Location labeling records
_ _ _

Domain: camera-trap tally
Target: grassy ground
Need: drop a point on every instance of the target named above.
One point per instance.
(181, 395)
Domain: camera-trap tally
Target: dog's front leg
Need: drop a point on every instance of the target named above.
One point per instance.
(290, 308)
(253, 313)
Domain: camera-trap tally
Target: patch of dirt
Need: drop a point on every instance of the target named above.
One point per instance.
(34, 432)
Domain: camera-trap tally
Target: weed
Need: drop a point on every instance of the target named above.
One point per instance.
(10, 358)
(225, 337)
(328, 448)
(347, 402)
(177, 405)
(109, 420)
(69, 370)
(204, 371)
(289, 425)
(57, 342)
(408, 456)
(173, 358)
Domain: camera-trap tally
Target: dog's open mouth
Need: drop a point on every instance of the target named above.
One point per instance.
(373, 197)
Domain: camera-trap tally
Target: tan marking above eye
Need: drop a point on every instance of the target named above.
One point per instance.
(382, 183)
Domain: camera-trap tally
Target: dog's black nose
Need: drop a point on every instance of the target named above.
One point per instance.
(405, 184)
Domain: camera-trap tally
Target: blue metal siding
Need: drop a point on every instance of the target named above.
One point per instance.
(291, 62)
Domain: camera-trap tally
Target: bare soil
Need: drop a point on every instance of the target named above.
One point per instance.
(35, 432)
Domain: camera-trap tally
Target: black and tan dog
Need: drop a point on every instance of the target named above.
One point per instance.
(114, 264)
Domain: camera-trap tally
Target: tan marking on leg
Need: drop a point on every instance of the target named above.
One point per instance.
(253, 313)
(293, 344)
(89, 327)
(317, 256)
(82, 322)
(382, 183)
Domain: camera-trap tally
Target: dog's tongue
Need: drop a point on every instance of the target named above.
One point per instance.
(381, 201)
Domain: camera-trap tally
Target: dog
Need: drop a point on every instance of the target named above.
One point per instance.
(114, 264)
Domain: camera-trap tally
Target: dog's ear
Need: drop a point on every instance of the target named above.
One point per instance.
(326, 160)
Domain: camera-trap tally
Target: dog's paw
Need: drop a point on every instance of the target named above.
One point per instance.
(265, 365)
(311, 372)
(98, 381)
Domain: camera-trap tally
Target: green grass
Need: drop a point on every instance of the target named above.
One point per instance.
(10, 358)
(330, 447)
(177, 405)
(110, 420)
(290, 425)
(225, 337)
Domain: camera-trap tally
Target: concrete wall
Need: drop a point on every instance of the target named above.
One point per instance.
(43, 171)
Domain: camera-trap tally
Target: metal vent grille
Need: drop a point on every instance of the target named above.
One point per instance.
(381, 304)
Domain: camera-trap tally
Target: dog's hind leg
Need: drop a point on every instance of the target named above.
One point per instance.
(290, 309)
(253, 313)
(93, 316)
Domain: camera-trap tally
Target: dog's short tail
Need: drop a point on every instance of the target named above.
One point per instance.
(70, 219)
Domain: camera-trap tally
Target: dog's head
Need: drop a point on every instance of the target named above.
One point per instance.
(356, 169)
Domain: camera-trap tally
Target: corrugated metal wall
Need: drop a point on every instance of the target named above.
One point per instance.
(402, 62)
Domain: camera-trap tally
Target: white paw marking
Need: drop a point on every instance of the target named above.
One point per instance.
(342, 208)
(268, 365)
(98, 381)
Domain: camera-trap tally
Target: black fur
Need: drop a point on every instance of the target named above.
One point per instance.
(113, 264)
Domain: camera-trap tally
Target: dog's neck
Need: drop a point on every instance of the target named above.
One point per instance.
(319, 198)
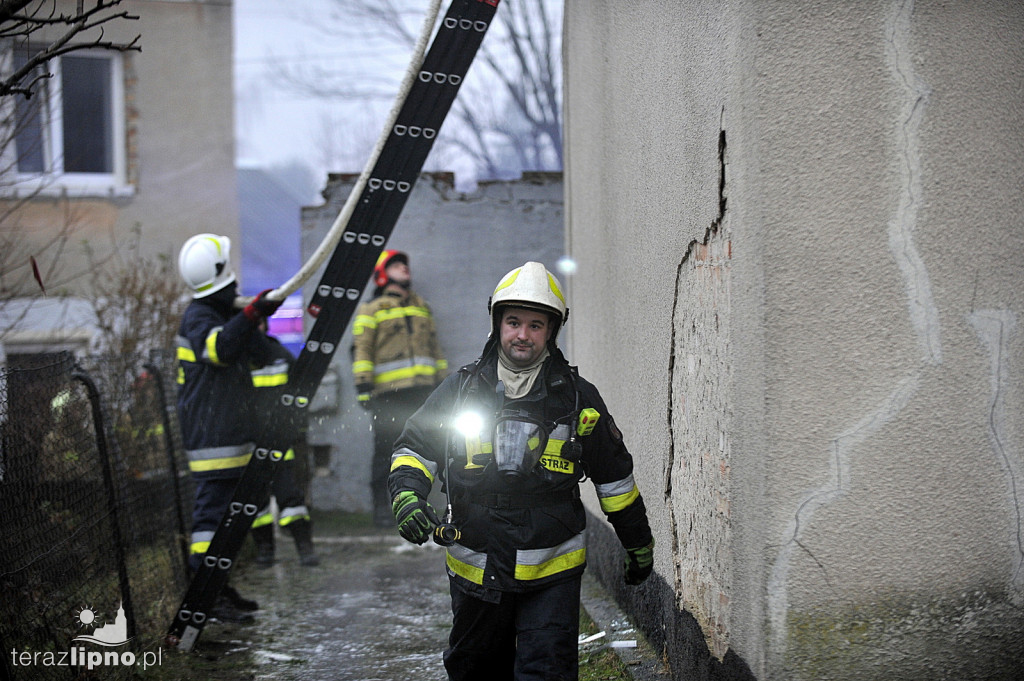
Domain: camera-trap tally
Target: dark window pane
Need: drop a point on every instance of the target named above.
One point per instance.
(86, 84)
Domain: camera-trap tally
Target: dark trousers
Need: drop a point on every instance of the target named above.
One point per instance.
(212, 498)
(390, 411)
(530, 636)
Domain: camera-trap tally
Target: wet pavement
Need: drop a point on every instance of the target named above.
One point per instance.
(376, 608)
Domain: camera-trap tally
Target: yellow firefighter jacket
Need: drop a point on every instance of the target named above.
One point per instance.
(394, 346)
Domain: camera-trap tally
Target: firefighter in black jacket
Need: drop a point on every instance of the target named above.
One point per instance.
(217, 347)
(510, 437)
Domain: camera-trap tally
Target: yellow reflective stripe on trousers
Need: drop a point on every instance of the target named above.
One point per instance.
(538, 563)
(399, 369)
(200, 542)
(270, 376)
(219, 458)
(363, 366)
(406, 457)
(361, 323)
(619, 495)
(386, 313)
(466, 563)
(293, 513)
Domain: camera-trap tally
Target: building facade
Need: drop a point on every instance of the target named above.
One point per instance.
(119, 147)
(799, 230)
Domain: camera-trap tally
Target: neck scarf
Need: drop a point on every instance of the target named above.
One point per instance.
(518, 380)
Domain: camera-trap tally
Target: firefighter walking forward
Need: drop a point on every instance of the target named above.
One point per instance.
(510, 437)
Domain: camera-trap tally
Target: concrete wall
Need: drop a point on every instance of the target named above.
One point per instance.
(799, 228)
(460, 245)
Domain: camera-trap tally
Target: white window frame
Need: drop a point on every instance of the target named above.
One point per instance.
(53, 180)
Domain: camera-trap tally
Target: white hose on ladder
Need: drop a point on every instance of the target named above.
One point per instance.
(334, 235)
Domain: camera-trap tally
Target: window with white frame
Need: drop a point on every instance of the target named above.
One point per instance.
(69, 136)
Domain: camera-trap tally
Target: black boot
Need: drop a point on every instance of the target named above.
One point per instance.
(302, 533)
(263, 536)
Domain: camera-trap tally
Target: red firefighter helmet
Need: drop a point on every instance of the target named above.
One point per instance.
(386, 258)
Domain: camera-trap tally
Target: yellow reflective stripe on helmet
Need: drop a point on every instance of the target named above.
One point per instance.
(508, 281)
(406, 457)
(553, 285)
(361, 323)
(466, 563)
(538, 563)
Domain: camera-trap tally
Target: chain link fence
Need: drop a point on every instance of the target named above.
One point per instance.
(94, 501)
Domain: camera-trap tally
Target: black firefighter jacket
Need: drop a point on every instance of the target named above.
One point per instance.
(528, 533)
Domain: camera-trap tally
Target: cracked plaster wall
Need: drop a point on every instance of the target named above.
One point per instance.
(820, 379)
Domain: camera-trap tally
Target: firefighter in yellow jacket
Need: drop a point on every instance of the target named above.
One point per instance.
(396, 360)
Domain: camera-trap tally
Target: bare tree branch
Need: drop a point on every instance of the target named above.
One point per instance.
(518, 129)
(22, 19)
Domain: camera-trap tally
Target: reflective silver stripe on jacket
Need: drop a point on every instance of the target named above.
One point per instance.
(623, 486)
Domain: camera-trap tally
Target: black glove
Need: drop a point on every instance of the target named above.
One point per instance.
(261, 307)
(415, 516)
(639, 563)
(365, 390)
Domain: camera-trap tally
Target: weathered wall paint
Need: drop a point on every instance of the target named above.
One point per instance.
(799, 228)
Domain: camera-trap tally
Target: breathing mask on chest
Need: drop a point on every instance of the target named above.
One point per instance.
(519, 440)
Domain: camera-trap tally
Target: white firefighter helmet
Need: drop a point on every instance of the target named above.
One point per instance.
(205, 263)
(532, 287)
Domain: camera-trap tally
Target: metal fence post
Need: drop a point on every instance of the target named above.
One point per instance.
(172, 462)
(102, 445)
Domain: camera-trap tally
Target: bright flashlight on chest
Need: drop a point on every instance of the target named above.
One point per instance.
(470, 425)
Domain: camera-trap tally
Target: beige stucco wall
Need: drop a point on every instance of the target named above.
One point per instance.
(800, 229)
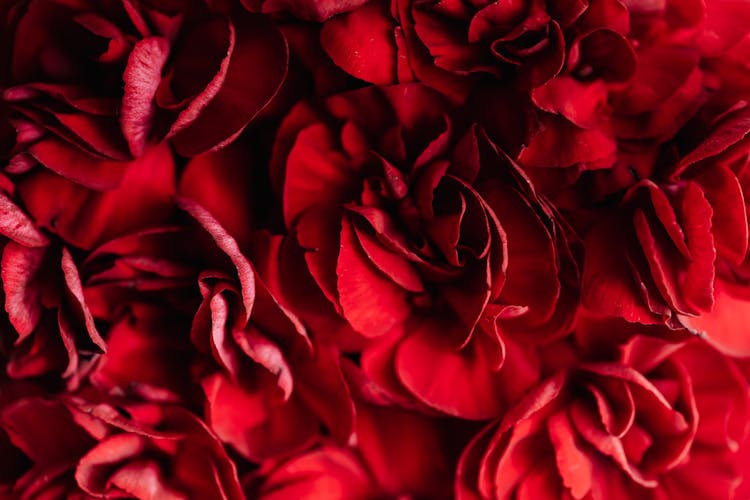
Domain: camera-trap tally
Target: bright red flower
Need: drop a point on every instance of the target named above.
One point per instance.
(426, 239)
(661, 420)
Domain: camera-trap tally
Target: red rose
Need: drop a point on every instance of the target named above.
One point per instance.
(269, 387)
(398, 453)
(660, 421)
(675, 250)
(426, 239)
(441, 43)
(94, 82)
(80, 447)
(53, 327)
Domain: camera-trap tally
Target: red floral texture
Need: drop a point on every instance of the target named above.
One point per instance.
(661, 420)
(81, 448)
(675, 251)
(427, 240)
(94, 83)
(374, 249)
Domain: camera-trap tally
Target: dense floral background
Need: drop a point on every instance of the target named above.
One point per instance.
(365, 249)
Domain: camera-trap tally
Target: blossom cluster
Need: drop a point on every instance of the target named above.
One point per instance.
(365, 249)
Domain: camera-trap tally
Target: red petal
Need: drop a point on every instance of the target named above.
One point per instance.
(85, 218)
(17, 226)
(371, 302)
(260, 46)
(221, 183)
(726, 327)
(461, 382)
(362, 43)
(559, 143)
(142, 76)
(310, 10)
(254, 421)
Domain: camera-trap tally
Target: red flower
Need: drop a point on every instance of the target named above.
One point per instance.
(426, 239)
(675, 250)
(661, 421)
(92, 82)
(269, 387)
(81, 447)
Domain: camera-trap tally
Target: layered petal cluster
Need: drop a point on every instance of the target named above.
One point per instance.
(426, 240)
(660, 421)
(370, 249)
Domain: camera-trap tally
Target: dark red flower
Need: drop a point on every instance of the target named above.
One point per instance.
(269, 387)
(426, 239)
(662, 420)
(79, 447)
(675, 250)
(94, 83)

_ _ _

Your goal
Please pull out every line of the listing above that contains the string "black". Case counts.

Task result
Target: dog's black nose
Target: black and tan dog
Target: black fur
Target: firefighter in black jacket
Target: black boot
Target: black firefighter jacket
Target: black glove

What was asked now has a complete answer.